**WHAT YOU NEED TO DO:** How many lines of the records contain the string "shelf"? Reply with the number alone.

-- Start SUPPLIED DATA --

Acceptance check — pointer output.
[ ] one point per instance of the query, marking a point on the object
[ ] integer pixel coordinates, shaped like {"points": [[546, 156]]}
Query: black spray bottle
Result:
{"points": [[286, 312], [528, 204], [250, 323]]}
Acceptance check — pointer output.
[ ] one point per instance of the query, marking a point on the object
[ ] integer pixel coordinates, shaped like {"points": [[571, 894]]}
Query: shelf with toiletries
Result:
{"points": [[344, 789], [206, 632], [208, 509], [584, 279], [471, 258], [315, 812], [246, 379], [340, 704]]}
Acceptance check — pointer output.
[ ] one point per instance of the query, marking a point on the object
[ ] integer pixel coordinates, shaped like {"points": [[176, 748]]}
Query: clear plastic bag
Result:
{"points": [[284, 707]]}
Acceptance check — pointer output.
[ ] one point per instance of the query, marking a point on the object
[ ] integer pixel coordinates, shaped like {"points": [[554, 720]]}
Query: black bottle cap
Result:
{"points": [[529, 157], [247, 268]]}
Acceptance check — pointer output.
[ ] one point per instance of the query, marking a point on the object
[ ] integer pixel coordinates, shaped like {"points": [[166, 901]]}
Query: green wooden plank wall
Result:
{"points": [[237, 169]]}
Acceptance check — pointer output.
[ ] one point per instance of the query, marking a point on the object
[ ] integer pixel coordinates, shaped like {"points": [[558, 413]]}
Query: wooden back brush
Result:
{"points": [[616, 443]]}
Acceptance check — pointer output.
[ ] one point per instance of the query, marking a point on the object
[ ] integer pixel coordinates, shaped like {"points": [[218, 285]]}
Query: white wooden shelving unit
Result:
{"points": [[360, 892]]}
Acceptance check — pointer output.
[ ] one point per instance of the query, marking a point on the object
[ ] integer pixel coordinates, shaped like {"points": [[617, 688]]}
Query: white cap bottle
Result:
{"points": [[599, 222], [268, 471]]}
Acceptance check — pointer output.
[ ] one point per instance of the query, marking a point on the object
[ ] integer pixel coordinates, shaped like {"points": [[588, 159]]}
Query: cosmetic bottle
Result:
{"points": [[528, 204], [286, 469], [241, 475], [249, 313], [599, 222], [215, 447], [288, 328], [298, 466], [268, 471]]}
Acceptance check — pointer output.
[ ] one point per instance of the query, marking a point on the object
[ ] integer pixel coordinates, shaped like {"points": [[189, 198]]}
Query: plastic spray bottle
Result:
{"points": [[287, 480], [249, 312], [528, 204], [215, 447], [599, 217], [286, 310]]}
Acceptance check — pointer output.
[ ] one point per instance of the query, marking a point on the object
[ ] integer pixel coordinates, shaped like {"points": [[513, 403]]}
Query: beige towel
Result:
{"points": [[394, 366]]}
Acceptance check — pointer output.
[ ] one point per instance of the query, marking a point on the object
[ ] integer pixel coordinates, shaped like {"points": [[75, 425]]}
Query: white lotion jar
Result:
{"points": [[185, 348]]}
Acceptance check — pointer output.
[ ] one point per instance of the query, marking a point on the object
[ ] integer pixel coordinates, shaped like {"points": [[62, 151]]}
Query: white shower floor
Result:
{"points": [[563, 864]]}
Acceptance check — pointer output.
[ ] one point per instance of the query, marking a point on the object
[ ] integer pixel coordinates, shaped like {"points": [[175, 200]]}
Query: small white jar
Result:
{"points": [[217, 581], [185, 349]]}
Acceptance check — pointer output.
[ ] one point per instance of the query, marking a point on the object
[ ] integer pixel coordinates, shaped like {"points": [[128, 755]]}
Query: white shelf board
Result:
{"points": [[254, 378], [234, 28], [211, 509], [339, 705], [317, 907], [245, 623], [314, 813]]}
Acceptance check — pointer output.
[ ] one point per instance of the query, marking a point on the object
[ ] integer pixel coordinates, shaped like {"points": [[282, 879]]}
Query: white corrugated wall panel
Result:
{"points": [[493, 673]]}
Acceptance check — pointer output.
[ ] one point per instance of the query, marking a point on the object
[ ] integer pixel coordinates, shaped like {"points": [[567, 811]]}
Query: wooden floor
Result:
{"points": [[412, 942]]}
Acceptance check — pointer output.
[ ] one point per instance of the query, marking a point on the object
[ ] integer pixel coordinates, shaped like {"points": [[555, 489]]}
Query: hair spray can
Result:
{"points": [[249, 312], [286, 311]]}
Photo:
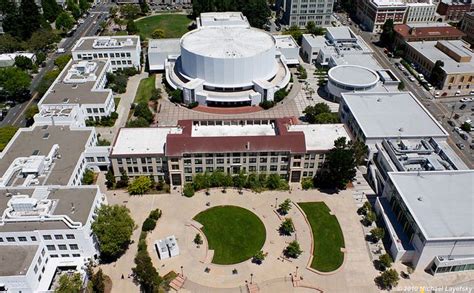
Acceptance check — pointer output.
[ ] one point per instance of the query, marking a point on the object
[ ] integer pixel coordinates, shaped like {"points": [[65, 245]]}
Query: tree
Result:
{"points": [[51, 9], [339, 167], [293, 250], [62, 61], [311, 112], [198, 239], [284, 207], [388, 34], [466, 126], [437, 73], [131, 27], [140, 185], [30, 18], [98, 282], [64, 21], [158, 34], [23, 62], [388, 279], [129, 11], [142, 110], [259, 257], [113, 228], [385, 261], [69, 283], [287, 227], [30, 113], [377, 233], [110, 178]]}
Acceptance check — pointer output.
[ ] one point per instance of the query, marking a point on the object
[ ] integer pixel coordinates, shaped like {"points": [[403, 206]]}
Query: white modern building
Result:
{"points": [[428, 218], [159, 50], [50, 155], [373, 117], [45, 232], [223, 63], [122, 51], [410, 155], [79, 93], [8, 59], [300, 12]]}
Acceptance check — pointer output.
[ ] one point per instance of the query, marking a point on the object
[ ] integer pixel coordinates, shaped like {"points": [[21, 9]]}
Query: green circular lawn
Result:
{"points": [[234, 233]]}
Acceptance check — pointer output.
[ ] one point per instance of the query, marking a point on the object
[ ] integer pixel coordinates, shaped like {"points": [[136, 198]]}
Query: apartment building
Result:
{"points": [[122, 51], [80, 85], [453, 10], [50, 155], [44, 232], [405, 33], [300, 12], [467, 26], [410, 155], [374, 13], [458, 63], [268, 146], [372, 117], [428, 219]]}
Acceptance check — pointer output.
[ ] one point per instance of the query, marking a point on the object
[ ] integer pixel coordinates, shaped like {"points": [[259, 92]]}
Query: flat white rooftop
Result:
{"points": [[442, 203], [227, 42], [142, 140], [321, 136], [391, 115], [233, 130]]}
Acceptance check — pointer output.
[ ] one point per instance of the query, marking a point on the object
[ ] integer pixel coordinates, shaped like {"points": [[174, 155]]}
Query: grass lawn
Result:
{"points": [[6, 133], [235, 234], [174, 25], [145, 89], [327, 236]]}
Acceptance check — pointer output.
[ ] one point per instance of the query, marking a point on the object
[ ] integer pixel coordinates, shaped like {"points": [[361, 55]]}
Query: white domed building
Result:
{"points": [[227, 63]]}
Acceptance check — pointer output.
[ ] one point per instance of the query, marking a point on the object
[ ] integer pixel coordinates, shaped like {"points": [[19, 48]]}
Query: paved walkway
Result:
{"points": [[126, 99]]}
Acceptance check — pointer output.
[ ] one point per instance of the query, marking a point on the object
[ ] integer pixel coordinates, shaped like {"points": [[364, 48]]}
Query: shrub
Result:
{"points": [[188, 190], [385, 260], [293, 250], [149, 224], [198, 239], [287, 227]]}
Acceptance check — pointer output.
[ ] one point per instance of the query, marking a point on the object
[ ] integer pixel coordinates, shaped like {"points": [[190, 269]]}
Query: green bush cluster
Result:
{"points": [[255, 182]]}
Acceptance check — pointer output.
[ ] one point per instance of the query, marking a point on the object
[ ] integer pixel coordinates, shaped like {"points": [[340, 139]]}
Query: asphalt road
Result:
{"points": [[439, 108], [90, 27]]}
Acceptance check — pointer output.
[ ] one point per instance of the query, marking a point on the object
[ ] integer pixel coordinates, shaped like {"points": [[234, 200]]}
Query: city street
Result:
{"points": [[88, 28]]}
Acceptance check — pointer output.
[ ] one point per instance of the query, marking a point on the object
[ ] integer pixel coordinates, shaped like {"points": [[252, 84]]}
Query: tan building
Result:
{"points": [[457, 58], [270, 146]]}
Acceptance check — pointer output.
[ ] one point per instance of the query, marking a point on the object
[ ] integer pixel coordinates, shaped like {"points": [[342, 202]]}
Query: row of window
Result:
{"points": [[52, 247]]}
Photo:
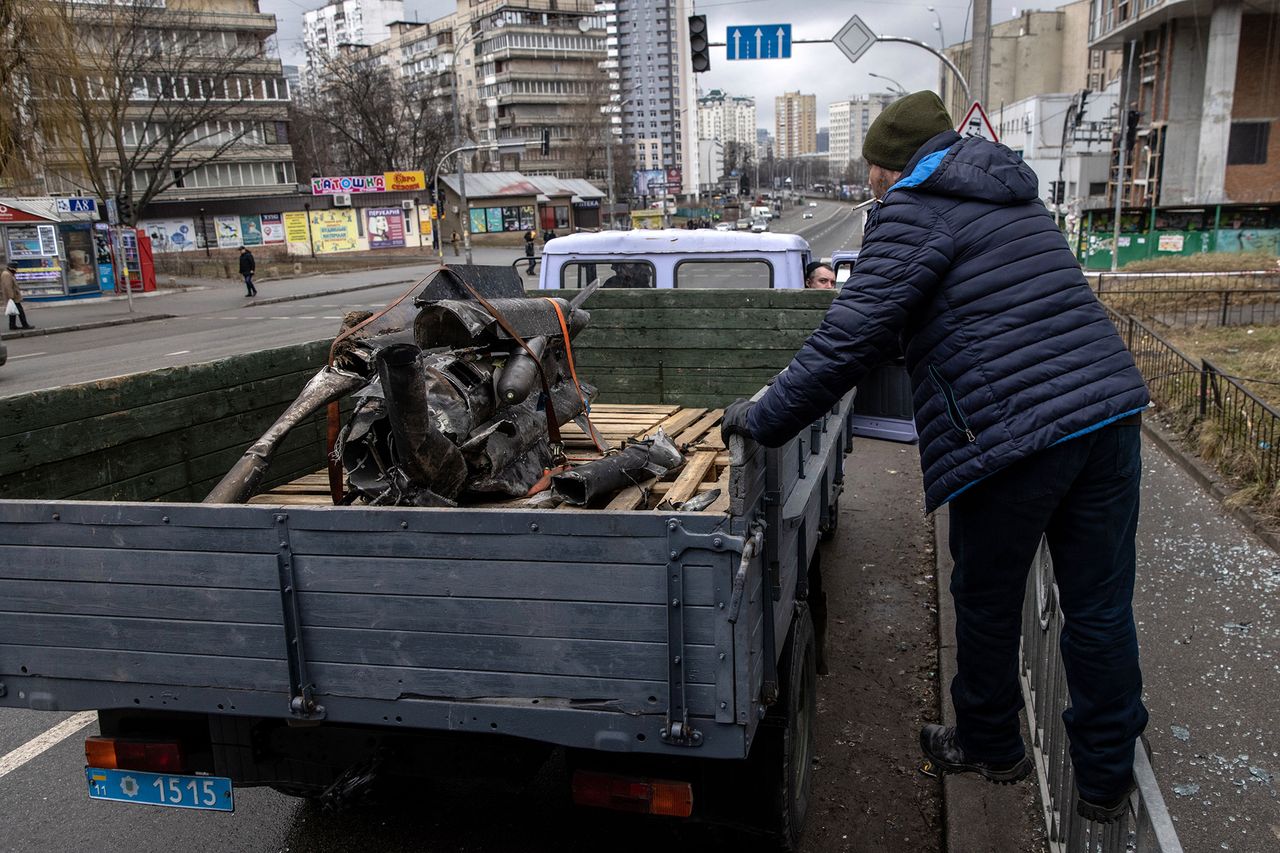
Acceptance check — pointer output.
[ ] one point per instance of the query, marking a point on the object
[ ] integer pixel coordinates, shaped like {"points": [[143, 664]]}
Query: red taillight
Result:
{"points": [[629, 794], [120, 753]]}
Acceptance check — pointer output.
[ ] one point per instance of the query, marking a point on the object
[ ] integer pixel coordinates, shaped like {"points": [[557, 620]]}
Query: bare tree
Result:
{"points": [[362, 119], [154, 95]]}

-- End SUPPLIED DATA --
-- Start SUPPLIED DATA --

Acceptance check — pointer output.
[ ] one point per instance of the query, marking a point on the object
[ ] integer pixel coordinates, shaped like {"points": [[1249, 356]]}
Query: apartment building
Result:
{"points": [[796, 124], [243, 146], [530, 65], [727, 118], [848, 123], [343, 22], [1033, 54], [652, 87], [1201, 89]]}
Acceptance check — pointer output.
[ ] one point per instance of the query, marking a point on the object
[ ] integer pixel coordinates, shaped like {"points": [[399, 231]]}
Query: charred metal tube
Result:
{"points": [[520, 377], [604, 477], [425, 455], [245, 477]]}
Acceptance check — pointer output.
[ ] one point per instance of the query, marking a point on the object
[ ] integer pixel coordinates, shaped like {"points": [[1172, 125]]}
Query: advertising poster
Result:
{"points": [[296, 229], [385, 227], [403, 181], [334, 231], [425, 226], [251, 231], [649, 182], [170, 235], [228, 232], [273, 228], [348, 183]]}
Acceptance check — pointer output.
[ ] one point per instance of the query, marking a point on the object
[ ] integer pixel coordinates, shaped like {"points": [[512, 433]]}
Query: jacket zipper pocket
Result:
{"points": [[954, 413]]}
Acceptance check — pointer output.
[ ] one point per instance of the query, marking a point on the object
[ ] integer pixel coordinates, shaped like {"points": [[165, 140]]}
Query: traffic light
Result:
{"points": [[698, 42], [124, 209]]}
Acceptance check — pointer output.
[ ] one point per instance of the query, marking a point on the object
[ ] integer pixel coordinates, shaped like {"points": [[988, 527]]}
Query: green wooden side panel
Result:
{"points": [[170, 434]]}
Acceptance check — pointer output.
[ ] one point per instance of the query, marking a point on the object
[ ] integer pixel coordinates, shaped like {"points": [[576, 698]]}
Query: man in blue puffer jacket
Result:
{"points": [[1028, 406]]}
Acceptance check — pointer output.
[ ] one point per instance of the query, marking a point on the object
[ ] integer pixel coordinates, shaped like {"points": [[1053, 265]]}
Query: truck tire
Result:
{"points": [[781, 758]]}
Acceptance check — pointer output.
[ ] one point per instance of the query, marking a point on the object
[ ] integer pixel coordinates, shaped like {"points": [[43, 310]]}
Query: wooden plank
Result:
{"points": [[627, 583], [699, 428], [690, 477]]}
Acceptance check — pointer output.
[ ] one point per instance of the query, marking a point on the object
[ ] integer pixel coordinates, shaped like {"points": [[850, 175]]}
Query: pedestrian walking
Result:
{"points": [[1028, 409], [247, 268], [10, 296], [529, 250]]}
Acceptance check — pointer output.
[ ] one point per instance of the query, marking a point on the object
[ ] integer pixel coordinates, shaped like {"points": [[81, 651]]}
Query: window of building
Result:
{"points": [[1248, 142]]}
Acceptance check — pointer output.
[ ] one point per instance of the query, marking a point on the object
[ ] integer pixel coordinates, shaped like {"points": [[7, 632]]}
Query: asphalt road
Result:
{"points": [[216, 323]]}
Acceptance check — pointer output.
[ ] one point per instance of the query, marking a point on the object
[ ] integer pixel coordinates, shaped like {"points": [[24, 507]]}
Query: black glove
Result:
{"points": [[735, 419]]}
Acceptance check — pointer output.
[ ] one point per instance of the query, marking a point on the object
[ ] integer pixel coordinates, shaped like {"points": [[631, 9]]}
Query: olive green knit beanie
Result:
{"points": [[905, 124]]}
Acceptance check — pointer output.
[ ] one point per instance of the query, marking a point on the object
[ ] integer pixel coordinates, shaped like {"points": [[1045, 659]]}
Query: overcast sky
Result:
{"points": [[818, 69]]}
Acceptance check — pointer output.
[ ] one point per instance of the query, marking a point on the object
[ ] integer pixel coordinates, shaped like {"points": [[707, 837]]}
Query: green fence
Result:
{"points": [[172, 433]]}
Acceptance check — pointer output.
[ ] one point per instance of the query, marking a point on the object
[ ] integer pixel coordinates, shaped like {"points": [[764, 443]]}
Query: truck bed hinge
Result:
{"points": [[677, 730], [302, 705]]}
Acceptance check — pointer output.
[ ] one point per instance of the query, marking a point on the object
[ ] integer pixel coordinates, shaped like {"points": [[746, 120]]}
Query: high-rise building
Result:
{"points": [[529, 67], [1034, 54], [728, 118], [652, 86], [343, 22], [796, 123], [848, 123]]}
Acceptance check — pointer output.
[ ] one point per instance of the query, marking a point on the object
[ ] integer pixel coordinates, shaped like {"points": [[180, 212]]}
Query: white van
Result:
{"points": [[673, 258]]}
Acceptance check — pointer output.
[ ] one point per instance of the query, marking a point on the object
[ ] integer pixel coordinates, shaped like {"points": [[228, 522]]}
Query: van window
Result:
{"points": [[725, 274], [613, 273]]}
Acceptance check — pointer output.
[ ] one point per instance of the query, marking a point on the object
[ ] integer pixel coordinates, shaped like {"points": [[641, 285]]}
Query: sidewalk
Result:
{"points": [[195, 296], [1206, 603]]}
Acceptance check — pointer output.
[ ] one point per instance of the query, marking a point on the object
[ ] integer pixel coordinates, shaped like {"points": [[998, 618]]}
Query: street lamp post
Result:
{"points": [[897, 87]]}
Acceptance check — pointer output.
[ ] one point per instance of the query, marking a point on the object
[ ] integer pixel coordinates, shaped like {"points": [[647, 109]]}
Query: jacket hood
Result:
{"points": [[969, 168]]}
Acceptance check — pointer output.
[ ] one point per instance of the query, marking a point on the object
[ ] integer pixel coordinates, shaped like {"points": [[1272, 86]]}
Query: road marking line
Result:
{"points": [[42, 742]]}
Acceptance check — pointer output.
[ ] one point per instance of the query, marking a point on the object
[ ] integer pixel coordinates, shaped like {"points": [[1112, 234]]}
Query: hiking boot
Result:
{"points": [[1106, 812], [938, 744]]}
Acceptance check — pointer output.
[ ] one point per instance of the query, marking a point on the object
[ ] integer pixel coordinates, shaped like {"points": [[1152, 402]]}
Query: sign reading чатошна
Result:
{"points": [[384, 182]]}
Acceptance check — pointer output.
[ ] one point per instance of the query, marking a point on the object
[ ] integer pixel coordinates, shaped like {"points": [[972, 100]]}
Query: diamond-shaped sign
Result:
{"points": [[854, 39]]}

-- End SUPPLIED DATA --
-- Start SUPPLIED DATA --

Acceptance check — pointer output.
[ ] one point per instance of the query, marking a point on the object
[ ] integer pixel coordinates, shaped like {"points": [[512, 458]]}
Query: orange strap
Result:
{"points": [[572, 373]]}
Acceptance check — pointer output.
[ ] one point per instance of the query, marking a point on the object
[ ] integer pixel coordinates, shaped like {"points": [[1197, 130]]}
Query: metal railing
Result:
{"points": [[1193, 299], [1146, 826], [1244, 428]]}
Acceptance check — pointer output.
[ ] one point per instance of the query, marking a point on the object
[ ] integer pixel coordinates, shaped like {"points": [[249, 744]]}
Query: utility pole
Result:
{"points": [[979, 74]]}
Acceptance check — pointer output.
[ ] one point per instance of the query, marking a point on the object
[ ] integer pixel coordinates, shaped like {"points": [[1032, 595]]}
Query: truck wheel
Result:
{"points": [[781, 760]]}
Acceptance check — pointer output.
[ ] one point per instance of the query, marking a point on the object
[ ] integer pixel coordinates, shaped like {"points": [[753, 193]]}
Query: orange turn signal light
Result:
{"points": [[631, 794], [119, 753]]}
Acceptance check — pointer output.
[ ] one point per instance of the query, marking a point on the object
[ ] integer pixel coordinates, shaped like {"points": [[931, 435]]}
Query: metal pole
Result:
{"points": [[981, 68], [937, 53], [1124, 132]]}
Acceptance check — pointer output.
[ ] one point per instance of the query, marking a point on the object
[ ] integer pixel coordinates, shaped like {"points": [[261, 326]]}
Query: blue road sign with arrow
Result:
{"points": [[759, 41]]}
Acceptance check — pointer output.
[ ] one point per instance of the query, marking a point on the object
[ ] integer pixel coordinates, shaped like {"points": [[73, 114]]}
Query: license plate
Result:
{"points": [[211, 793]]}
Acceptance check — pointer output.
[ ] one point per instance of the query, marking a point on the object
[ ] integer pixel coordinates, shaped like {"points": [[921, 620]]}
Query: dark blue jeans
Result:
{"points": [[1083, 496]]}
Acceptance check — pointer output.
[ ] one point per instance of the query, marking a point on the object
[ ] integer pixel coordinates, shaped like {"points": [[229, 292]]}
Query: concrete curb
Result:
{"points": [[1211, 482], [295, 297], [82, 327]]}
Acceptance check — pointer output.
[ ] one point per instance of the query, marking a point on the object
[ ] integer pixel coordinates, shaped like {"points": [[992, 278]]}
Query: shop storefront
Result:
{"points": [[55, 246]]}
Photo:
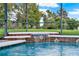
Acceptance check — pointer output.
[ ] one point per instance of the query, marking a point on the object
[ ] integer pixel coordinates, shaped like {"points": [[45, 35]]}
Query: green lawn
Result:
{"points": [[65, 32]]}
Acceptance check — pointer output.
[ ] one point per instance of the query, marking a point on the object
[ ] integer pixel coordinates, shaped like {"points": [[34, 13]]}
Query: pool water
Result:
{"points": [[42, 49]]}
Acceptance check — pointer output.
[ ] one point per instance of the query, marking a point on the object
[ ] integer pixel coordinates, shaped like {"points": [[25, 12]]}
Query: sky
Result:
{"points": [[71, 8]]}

-- End SUPPLIED DATA --

**FULL RESPONSE:** 2